Written request 1:
Answer these questions from the column on government IT in 2006:
(a) What is the name of the Liberals' horizontal integration initiative?
(b) Which two provincial governments might lead the way in drawing on "progware"?
(c) How many levels of government does the prediction about vertical integration mention?

Excerpt provided:
***
Spinning the technology compass: What’s ahead in government IT in 2006?

By the time you read this, the bells of Christmas will have not only tolled, but faded, the Yule log will have burned to charcoal, the Christmas decorations will be snugly back in their boxes and the kids will finally be back at school. So what about the year ahead? What is coming up in public sector IT?Well, starting at the centre of the universe here in Ottawa, the burning imponderable is what will happen to the Liberals’ horizontal integration initiative called Service Canada and all the various technology initiatives it spurred, along with many others that have been melded to support it. Elsewhere across the country, the move toward e-government seems to be proceeding apace with hardly a missed beat.
While it may be only slightly less hazardous than interrupting holiday cheer by door-to-door campaigning, I will try to venture a few predictions for the coming year; my editor and I also promise not to hide under our desks if the e-mails fly thick and fast. (Ed’s note: speak for yourself!)
I predict that with or without Service Canada proceeding as chartered, vertical integration among the e-gov efforts of our four levels of government will accelerate and there will begin to arise a much more formal commonwealth of what I once called “progware,” a repository of generic, re-usable open source software modules, each of which does something basic required in program delivery, and which can be assembled in different combinations for different purposes. All four levels of government will draw on such sources, perhaps with the very progressive provincial governments of Alberta and New Brunswick leading the way.
There will be a move towards integrating and rationalizing the various e-health initiatives, several of which have grown like topsy and a couple of which have all but taken on lives of their own — and at least one of which seems to be totally out of control.
***
A run of records:
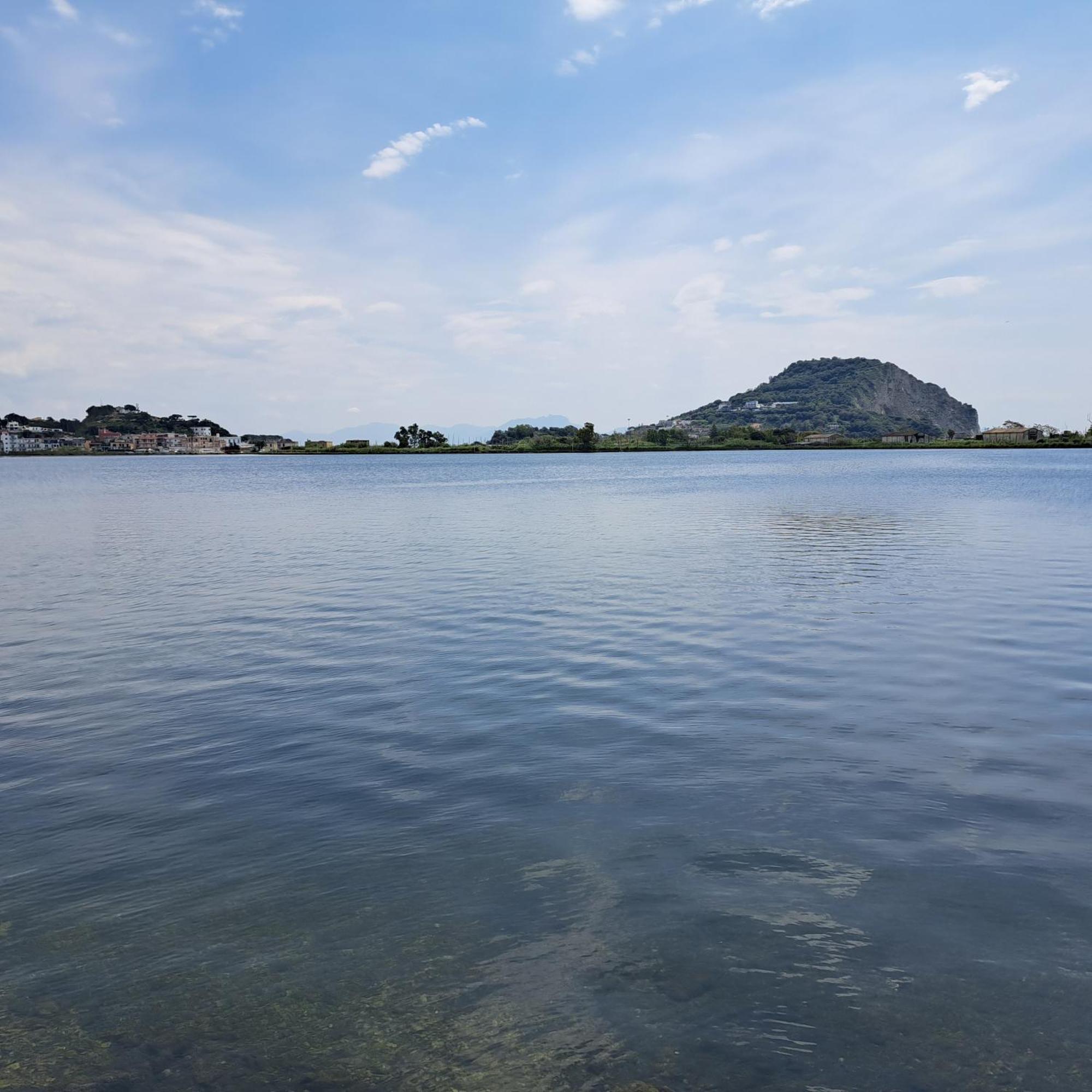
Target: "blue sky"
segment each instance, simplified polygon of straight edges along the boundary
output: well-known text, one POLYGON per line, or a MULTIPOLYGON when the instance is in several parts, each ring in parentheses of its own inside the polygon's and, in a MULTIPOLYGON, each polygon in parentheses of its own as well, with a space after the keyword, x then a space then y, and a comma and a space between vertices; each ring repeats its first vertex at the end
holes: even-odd
POLYGON ((0 411, 1092 414, 1087 0, 3 0, 0 411))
***
Written request 2:
Echo every line of the listing above verbatim, omitting the picture.

Exercise answer 1:
(a) Service Canada
(b) Alberta and New Brunswick
(c) Four

Exercise answer 2:
Target: "blue sky"
segment each instance, simplified polygon of straight edges along the boundary
output: well-known text, one POLYGON per line, or a MULTIPOLYGON when the instance is in several parts, each ring in parentheses of its own inside the polygon's and, in a MULTIPOLYGON, each polygon in parentheses of its own as well, with a space after the keyword, x then a space then y, and a comma and a space between vertices; each ring repeats its first vertex at the end
holes: even-odd
POLYGON ((0 411, 1092 414, 1087 0, 3 0, 0 411))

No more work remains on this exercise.